Location identification items:

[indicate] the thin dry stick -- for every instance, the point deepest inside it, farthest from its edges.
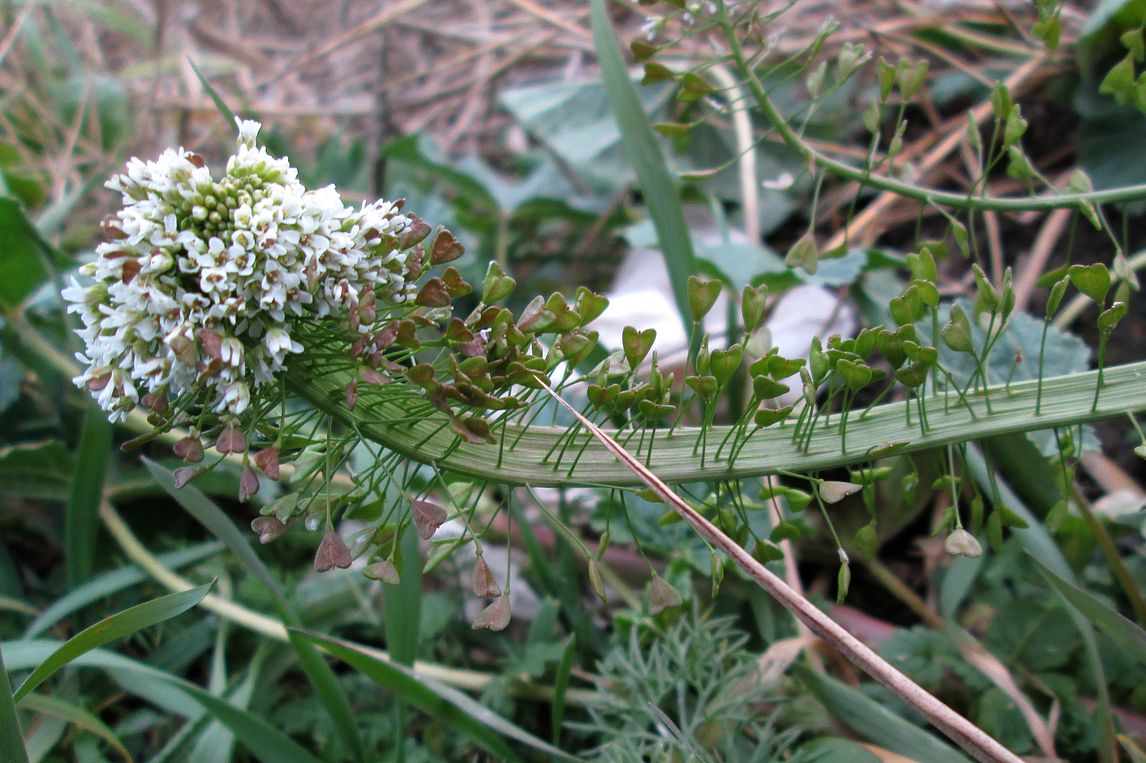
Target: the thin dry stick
(974, 653)
(366, 28)
(981, 746)
(1035, 264)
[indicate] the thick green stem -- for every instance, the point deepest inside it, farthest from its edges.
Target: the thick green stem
(1066, 401)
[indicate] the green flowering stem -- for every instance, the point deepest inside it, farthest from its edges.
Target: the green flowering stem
(908, 190)
(1066, 401)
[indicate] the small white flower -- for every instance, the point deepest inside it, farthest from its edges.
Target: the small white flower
(240, 256)
(248, 131)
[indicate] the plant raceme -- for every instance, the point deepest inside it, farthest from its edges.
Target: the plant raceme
(195, 291)
(213, 299)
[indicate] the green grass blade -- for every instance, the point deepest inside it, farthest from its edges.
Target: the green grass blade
(260, 738)
(324, 682)
(81, 528)
(12, 738)
(439, 701)
(874, 722)
(1122, 631)
(657, 185)
(560, 686)
(402, 603)
(109, 629)
(23, 266)
(220, 104)
(77, 716)
(1038, 543)
(402, 620)
(217, 741)
(112, 582)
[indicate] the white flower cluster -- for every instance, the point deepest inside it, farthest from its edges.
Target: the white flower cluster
(201, 278)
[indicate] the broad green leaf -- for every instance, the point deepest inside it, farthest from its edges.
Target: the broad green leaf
(315, 667)
(874, 722)
(1122, 631)
(23, 266)
(12, 738)
(109, 629)
(657, 185)
(81, 526)
(441, 702)
(1037, 542)
(77, 716)
(112, 582)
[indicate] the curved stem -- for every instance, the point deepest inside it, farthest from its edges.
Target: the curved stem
(981, 746)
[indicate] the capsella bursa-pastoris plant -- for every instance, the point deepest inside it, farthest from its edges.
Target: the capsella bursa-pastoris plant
(276, 324)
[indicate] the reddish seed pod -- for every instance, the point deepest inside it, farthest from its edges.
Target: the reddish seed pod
(428, 518)
(267, 459)
(267, 528)
(248, 485)
(189, 449)
(332, 552)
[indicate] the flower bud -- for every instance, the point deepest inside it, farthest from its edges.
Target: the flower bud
(833, 492)
(267, 528)
(248, 485)
(428, 518)
(484, 583)
(495, 616)
(267, 459)
(189, 448)
(962, 543)
(383, 571)
(230, 440)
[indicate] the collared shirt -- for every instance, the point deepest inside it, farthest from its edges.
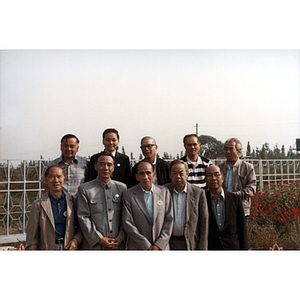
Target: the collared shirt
(154, 167)
(228, 179)
(59, 210)
(197, 170)
(218, 207)
(75, 172)
(179, 200)
(148, 196)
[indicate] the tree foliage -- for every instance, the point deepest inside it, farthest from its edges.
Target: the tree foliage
(210, 146)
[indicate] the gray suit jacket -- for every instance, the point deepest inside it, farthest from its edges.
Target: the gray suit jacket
(100, 212)
(142, 234)
(196, 217)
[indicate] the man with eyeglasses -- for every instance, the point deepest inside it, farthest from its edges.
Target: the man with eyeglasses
(161, 167)
(239, 175)
(227, 224)
(196, 163)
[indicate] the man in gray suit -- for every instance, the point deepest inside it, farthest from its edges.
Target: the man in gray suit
(100, 208)
(147, 212)
(190, 229)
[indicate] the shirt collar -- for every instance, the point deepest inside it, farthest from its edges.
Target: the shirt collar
(102, 184)
(151, 190)
(75, 159)
(183, 191)
(53, 198)
(222, 195)
(199, 160)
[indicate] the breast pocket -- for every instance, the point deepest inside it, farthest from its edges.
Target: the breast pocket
(117, 203)
(96, 206)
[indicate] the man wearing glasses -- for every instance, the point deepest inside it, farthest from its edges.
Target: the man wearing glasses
(227, 224)
(161, 167)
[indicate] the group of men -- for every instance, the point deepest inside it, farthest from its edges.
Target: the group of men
(189, 204)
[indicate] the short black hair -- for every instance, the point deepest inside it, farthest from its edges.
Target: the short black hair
(191, 135)
(110, 130)
(179, 161)
(69, 136)
(142, 161)
(48, 169)
(103, 153)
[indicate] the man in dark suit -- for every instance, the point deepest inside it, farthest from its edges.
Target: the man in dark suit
(227, 225)
(161, 167)
(190, 227)
(122, 169)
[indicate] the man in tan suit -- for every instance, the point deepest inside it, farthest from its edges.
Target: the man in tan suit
(190, 229)
(147, 212)
(52, 220)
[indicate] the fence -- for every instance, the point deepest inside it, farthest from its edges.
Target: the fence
(20, 186)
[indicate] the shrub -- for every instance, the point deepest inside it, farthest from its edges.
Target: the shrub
(275, 217)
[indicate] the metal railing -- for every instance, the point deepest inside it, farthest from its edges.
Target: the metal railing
(20, 186)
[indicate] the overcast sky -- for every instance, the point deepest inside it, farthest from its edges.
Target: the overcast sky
(252, 95)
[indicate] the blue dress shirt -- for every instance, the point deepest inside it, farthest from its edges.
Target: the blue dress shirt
(179, 200)
(59, 210)
(148, 195)
(228, 179)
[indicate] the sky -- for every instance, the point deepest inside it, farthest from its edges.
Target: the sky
(249, 94)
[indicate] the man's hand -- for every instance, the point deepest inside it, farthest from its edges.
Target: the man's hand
(73, 245)
(110, 244)
(154, 247)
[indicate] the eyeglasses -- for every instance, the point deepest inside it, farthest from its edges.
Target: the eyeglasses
(213, 175)
(147, 146)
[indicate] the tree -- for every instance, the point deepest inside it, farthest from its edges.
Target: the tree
(248, 153)
(210, 146)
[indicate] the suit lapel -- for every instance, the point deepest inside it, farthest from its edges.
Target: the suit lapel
(48, 209)
(157, 204)
(140, 200)
(189, 203)
(69, 210)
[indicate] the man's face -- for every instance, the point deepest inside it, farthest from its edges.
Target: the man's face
(145, 175)
(214, 178)
(149, 149)
(110, 142)
(230, 152)
(55, 179)
(104, 167)
(178, 175)
(69, 147)
(192, 146)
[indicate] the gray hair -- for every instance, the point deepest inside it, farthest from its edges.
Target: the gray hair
(179, 161)
(238, 144)
(146, 138)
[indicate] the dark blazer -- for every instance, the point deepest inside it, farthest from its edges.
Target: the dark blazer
(162, 172)
(196, 217)
(234, 234)
(121, 173)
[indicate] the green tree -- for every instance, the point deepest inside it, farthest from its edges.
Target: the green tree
(210, 146)
(248, 153)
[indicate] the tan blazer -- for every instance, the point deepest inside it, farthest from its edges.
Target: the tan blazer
(244, 181)
(40, 233)
(196, 217)
(141, 233)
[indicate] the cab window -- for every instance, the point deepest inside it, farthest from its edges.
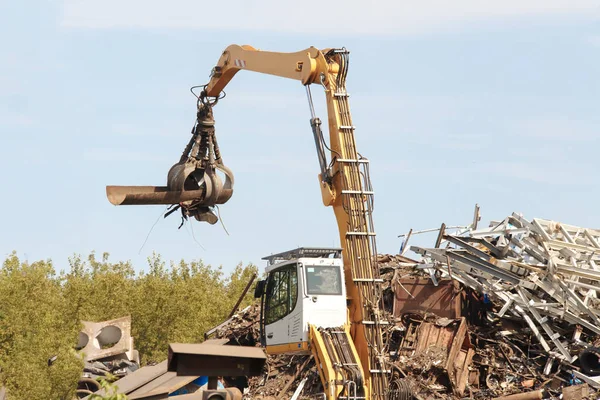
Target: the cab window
(282, 293)
(323, 280)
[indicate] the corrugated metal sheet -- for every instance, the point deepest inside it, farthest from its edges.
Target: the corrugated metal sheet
(440, 300)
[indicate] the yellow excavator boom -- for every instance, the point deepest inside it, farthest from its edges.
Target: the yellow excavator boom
(345, 185)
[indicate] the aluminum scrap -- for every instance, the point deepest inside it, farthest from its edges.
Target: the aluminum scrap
(544, 272)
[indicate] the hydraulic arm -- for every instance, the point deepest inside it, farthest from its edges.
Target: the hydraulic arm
(194, 186)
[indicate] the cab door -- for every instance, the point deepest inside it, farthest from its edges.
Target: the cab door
(281, 299)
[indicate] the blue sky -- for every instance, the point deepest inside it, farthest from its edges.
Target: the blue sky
(455, 103)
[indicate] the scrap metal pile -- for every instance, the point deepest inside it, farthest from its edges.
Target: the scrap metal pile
(534, 284)
(508, 310)
(108, 350)
(282, 375)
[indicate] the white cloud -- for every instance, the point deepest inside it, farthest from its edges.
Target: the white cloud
(594, 40)
(110, 154)
(388, 17)
(557, 128)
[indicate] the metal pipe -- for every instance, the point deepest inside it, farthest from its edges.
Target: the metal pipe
(141, 195)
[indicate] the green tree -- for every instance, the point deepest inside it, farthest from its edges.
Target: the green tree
(34, 328)
(41, 313)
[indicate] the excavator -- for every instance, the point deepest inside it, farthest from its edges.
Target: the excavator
(324, 302)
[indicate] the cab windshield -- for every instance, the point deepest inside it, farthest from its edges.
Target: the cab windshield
(323, 280)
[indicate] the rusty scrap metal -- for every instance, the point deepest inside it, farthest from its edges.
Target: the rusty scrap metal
(418, 294)
(533, 395)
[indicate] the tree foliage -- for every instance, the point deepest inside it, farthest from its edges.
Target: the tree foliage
(41, 312)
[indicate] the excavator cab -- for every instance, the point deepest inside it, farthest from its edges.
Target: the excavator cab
(303, 286)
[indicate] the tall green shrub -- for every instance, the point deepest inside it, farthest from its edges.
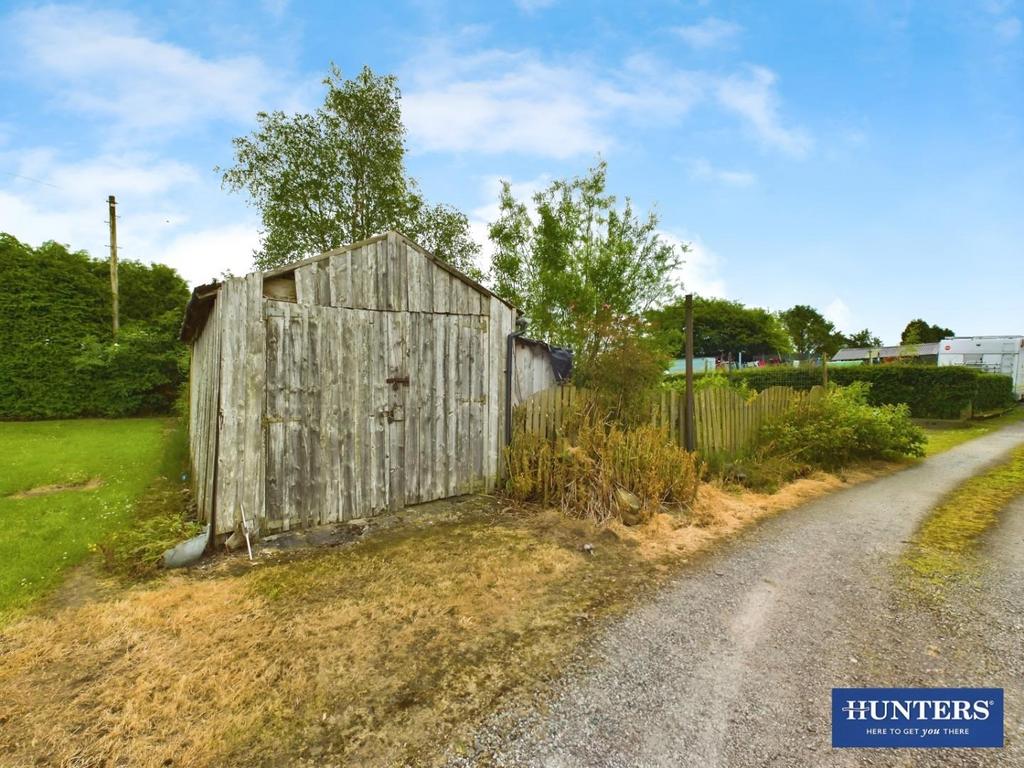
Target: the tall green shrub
(994, 392)
(841, 428)
(57, 357)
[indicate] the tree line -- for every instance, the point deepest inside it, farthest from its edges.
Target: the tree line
(57, 354)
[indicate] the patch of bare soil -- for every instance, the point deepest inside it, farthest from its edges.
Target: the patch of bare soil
(58, 487)
(380, 652)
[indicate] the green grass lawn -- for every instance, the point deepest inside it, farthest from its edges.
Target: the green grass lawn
(41, 536)
(943, 439)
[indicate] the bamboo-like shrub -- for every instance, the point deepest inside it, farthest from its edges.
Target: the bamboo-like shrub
(597, 469)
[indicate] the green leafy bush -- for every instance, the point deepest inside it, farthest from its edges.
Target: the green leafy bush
(57, 357)
(995, 392)
(841, 428)
(930, 391)
(625, 374)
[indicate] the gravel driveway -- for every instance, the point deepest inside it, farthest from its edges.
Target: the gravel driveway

Problem to solve
Only the lines from the one containing "[indicate] the excavator cab" through the end of the listing are to be quoted, exactly and with both ends included; pictures are left out.

Final result
[indicate] the excavator cab -- for every instance, the point deepest inside it, farthest from its edges.
Target: the excavator cab
(303, 286)
[indicate] the tall green shrub -- for every instance, the point deepest inside it, farthest from its edges.
Target: the tall green shrub
(994, 392)
(841, 428)
(57, 357)
[indicate] the tree line -- for every instance, the point deepest inside it, farthest from its edges.
Target: the tree line
(57, 354)
[indicate] the patch of bare soil -- for every instance, the point deepest inside it, farthest from its edges.
Target: the patch of bare soil
(58, 487)
(380, 652)
[indicate] the green grass lawn -- for every instance, the point deepest inside it, farthest from its edges.
Target: the green grass lawn
(41, 536)
(943, 439)
[indicate] the bamboo-like shrub -- for every instance, the point deepest inside it, farthest from its edges.
Target: the bamboo-like shrub
(597, 469)
[indicate] the green leafy bush -- for every instance, the point deepest inside it, farthest from its edges.
Target: the green leafy bush
(57, 357)
(995, 392)
(841, 428)
(930, 391)
(625, 374)
[indicate] the gravel driveway -- for every instance, the point deepest inside it, farthest from its edges.
Target: the gravel driveway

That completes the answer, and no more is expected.